▶ [REQUIRED WORK]
Starting at the line that contains "Target: blue jacket", copy each line through the final one exactly as written.

▶ [TASK INPUT]
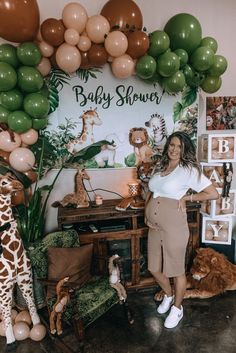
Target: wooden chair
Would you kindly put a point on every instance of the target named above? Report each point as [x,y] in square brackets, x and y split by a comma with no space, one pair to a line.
[87,302]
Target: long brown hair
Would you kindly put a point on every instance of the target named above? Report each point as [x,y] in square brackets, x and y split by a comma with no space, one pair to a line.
[188,157]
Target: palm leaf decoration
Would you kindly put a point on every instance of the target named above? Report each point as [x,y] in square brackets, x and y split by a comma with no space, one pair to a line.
[85,74]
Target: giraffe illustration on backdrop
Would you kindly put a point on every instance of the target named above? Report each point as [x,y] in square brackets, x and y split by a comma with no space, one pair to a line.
[86,137]
[14,264]
[79,198]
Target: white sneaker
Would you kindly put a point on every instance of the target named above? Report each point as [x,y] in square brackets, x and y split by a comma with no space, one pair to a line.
[174,317]
[165,304]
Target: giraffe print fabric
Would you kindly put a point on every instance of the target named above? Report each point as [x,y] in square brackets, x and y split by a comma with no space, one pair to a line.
[14,264]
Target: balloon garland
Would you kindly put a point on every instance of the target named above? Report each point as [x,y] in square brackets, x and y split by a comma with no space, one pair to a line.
[173,57]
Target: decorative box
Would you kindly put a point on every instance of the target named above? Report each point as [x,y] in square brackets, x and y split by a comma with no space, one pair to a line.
[224,206]
[217,148]
[214,171]
[217,230]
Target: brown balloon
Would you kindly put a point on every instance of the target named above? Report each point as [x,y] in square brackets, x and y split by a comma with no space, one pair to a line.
[124,15]
[19,20]
[97,55]
[84,61]
[138,44]
[52,31]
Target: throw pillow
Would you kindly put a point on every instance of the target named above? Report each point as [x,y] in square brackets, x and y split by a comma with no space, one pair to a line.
[72,262]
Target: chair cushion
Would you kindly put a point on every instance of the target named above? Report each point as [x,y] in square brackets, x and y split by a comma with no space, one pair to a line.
[72,262]
[89,302]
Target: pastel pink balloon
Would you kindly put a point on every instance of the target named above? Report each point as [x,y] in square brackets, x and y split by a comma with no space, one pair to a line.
[74,16]
[22,159]
[116,43]
[123,66]
[38,332]
[44,67]
[68,58]
[97,27]
[29,137]
[6,144]
[84,43]
[71,36]
[46,49]
[21,331]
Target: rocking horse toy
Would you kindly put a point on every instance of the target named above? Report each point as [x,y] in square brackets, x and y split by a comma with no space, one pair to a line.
[14,264]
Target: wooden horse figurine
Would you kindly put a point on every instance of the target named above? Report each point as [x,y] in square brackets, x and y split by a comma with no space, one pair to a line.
[79,198]
[14,264]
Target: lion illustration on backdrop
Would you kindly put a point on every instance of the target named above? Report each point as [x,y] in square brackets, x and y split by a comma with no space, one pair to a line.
[138,138]
[211,274]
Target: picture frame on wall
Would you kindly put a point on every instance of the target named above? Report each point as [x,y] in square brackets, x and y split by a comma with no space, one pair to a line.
[221,113]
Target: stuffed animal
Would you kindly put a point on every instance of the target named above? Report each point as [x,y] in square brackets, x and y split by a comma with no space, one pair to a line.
[211,274]
[114,278]
[63,297]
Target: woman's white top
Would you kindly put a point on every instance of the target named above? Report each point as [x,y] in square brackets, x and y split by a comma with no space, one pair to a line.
[176,184]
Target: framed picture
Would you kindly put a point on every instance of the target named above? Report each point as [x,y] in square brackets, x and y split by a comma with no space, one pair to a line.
[221,113]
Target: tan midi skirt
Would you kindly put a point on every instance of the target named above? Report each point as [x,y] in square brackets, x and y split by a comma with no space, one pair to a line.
[167,237]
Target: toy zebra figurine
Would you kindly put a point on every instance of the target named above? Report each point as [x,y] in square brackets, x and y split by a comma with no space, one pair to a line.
[14,264]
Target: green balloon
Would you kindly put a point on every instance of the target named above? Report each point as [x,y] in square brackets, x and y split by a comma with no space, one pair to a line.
[146,67]
[184,31]
[219,66]
[174,83]
[167,64]
[8,77]
[30,79]
[159,43]
[12,100]
[8,55]
[3,114]
[19,121]
[211,84]
[183,56]
[192,77]
[210,43]
[202,59]
[29,54]
[39,123]
[36,105]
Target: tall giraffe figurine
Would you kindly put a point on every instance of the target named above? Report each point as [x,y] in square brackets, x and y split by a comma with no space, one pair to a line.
[14,264]
[79,198]
[86,137]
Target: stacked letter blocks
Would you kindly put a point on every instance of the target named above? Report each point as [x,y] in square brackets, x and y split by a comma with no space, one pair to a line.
[216,149]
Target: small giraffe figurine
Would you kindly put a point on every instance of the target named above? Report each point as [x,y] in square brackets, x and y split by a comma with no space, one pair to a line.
[79,198]
[14,264]
[86,137]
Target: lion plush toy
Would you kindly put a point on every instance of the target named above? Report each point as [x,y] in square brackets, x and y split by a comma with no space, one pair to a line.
[211,274]
[63,297]
[138,138]
[114,278]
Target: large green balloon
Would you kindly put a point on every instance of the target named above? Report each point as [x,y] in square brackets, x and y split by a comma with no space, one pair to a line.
[12,100]
[184,31]
[218,67]
[210,43]
[167,64]
[202,59]
[39,124]
[3,114]
[29,54]
[30,79]
[36,105]
[174,83]
[8,55]
[159,43]
[19,121]
[8,77]
[211,84]
[183,56]
[146,67]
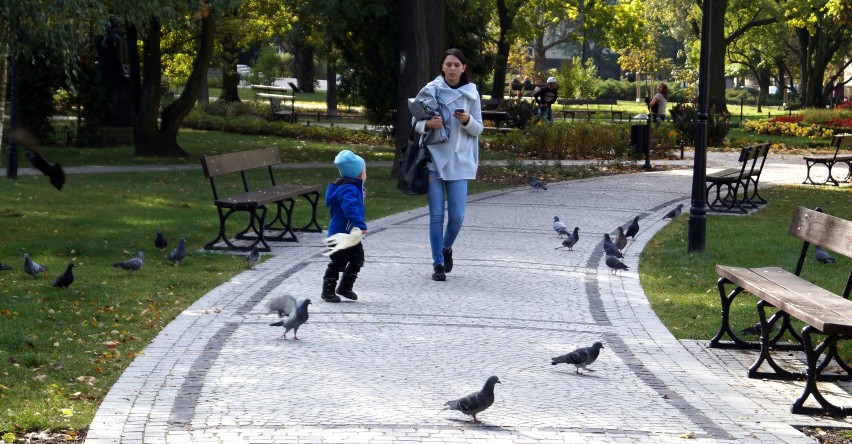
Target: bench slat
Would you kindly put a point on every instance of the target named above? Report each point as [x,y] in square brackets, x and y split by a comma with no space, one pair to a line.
[823,229]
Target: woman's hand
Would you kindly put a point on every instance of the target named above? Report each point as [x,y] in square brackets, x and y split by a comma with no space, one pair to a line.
[435,122]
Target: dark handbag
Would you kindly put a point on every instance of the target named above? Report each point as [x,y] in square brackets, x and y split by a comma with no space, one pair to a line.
[413,178]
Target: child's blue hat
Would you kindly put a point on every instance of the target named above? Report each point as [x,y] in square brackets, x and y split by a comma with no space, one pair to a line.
[349,164]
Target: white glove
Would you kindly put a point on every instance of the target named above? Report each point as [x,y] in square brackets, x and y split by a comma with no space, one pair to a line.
[340,241]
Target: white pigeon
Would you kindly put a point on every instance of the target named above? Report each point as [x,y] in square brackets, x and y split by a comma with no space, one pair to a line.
[340,241]
[559,227]
[295,310]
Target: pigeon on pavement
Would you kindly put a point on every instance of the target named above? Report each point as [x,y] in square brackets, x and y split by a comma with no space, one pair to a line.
[340,241]
[633,228]
[475,402]
[31,268]
[65,279]
[673,213]
[610,248]
[160,241]
[822,256]
[614,264]
[580,358]
[252,256]
[571,239]
[54,172]
[620,239]
[295,310]
[559,227]
[178,253]
[131,264]
[537,184]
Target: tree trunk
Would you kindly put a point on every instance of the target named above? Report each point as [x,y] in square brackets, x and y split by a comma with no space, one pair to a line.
[421,48]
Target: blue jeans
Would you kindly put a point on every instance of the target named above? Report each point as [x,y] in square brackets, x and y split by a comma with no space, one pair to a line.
[456,198]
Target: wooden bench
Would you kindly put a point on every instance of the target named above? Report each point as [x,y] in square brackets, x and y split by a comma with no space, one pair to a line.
[825,314]
[740,184]
[277,100]
[255,199]
[838,142]
[587,111]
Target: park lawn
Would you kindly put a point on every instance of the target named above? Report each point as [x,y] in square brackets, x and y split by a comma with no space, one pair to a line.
[61,350]
[682,286]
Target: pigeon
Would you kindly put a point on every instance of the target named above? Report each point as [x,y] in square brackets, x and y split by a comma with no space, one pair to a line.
[64,279]
[131,264]
[537,184]
[160,241]
[295,310]
[252,256]
[178,253]
[822,256]
[610,248]
[475,402]
[673,213]
[54,172]
[633,228]
[559,227]
[620,239]
[31,268]
[581,357]
[614,264]
[571,239]
[340,241]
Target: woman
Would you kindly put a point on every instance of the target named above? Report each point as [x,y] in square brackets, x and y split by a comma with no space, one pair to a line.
[455,160]
[660,100]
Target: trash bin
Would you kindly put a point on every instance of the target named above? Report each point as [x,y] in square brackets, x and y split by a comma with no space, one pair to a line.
[640,142]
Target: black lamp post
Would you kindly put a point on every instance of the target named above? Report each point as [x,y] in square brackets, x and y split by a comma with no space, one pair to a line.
[697,227]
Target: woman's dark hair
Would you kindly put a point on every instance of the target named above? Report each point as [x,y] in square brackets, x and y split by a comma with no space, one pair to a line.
[455,52]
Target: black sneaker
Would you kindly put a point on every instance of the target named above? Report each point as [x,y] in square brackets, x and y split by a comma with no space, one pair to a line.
[448,260]
[439,275]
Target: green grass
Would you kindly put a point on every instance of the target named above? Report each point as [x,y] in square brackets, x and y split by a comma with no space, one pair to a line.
[61,350]
[681,286]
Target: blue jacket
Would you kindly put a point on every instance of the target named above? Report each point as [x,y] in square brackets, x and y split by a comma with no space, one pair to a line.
[345,201]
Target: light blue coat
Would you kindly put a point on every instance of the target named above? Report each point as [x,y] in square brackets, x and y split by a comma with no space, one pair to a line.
[458,157]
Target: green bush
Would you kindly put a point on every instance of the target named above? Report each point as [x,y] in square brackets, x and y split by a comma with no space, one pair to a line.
[579,140]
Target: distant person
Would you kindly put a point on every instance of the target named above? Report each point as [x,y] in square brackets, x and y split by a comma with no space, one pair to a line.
[454,161]
[345,201]
[657,104]
[545,98]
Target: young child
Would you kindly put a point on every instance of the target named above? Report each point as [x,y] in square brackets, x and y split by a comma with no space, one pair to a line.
[345,201]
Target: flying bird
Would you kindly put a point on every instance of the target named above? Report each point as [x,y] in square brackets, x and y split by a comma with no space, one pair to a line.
[178,253]
[54,171]
[295,310]
[160,241]
[620,239]
[340,241]
[610,248]
[571,239]
[252,256]
[674,212]
[559,227]
[31,268]
[633,228]
[581,357]
[822,256]
[475,402]
[536,184]
[131,264]
[65,279]
[614,264]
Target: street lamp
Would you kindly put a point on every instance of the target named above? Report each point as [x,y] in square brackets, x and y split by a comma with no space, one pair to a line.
[697,227]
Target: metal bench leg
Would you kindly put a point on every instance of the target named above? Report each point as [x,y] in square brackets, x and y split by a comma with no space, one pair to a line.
[812,354]
[313,226]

▶ [EXERCISE RESPONSE]
Target: blue jacket
Would you kindly put a point on every instance of the target named above? Report each point as [x,y] in square brackets, x and y split by a comma with no space, one pair to a line.
[345,201]
Target: light blue coat
Would you kindly put a point on every instance of the target named above? Report each point as [x,y] in square brackets, x and y split by a comma with no space, one pair to a line.
[458,157]
Target: green bush
Would you kindly put a point on every instance of the target named above? Report each point as [x,y] in square brackets, x and y split by a comma with no space, one pair to a line.
[579,140]
Target: distant person
Would you kindly put a point on every instance of the target named above? Report each point as [x,y] in square brackets, x and y split by a comma with no space, one pair to a line.
[454,161]
[345,201]
[657,104]
[545,98]
Target: young child
Would you kindly put a point on every instance of the target named above? Report each point as [x,y] in square brackets, x and y split by a comma with no space, one pair to a line.
[345,201]
Target: flying bird
Would you kindly put a point on every instance of the target named above? Report each point as [x,y] in square brackets, x and y split by a comma with no space, one pair to a line.
[178,253]
[54,171]
[295,310]
[160,241]
[620,239]
[340,241]
[610,248]
[571,239]
[252,256]
[674,212]
[559,227]
[31,268]
[633,228]
[581,357]
[822,256]
[475,402]
[536,184]
[131,264]
[65,279]
[614,264]
Target: street lamp
Would you kindly put a point on every instance of the target named above? Report each point as [x,y] in square brackets, x and y split by a comma with no space, one pair to a line.
[697,227]
Target: metal bench leg
Would you kindly put a point on every instance of the target named above? Report each point as [x,y] in square brackets, x and y split by a comma with no space, one pair to a line.
[812,354]
[313,226]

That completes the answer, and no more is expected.